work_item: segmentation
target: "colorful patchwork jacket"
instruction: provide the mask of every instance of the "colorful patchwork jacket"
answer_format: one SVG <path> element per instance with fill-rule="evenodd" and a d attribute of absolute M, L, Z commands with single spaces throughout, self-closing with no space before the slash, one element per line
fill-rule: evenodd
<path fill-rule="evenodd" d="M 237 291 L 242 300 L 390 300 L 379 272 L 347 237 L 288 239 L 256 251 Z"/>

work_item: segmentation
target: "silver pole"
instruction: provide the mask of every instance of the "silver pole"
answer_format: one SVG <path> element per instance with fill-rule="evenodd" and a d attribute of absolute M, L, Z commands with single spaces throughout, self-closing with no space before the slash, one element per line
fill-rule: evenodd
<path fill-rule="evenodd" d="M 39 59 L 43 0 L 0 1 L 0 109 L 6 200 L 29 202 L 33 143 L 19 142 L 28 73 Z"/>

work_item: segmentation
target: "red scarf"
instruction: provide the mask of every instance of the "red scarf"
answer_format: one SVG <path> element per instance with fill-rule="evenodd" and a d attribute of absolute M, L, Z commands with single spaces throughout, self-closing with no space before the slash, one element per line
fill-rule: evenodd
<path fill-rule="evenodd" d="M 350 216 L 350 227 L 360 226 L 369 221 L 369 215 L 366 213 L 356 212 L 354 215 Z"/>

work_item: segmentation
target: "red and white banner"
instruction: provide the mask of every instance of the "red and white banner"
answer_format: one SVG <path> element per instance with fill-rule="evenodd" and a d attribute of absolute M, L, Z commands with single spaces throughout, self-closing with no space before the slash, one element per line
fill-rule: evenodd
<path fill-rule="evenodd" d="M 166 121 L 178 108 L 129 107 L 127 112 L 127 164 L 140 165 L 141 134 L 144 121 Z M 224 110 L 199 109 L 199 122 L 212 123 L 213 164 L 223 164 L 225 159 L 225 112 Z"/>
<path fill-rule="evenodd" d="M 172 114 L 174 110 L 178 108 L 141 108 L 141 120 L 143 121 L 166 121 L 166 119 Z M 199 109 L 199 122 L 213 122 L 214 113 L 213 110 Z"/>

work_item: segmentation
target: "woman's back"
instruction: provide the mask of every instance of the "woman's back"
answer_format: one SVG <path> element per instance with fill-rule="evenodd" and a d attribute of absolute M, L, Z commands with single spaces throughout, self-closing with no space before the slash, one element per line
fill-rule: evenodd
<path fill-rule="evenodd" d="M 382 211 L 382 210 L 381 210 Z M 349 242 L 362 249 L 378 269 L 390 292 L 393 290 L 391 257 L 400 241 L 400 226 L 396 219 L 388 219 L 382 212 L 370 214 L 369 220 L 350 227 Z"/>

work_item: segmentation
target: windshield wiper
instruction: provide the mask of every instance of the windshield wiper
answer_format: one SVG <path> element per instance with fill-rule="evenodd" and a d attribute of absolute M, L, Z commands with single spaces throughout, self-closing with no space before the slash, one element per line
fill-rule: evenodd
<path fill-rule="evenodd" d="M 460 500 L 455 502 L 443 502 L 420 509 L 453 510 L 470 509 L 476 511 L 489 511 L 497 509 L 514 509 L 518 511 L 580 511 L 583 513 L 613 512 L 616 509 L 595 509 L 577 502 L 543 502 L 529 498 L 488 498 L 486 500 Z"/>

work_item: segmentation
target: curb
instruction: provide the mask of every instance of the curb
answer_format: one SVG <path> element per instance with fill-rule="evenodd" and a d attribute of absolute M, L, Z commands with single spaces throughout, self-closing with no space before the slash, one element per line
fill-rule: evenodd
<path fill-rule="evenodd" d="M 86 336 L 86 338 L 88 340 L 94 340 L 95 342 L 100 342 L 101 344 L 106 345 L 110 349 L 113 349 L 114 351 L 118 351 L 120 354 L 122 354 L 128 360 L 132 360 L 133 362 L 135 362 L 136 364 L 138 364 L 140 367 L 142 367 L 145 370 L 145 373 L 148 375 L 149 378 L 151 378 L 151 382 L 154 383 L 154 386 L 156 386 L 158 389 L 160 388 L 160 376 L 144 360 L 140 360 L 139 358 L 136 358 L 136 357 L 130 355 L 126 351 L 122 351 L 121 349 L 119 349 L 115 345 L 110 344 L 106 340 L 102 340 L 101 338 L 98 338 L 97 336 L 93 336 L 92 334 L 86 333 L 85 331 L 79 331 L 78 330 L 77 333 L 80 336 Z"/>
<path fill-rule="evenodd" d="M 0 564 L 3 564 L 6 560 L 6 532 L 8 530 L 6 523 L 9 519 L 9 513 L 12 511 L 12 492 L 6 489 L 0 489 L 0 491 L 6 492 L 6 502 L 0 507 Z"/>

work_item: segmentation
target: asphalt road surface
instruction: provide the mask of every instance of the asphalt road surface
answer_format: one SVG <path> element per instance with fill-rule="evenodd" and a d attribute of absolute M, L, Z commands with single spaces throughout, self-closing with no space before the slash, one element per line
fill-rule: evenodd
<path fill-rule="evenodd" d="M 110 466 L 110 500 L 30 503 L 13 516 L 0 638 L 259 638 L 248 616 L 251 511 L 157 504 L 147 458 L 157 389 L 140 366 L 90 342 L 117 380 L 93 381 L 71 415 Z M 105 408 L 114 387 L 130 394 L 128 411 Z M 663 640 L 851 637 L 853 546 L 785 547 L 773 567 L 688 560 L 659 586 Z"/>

*What is being asked*
Provide the count of lines above that contain "jacket", without any other words.

*Response box*
2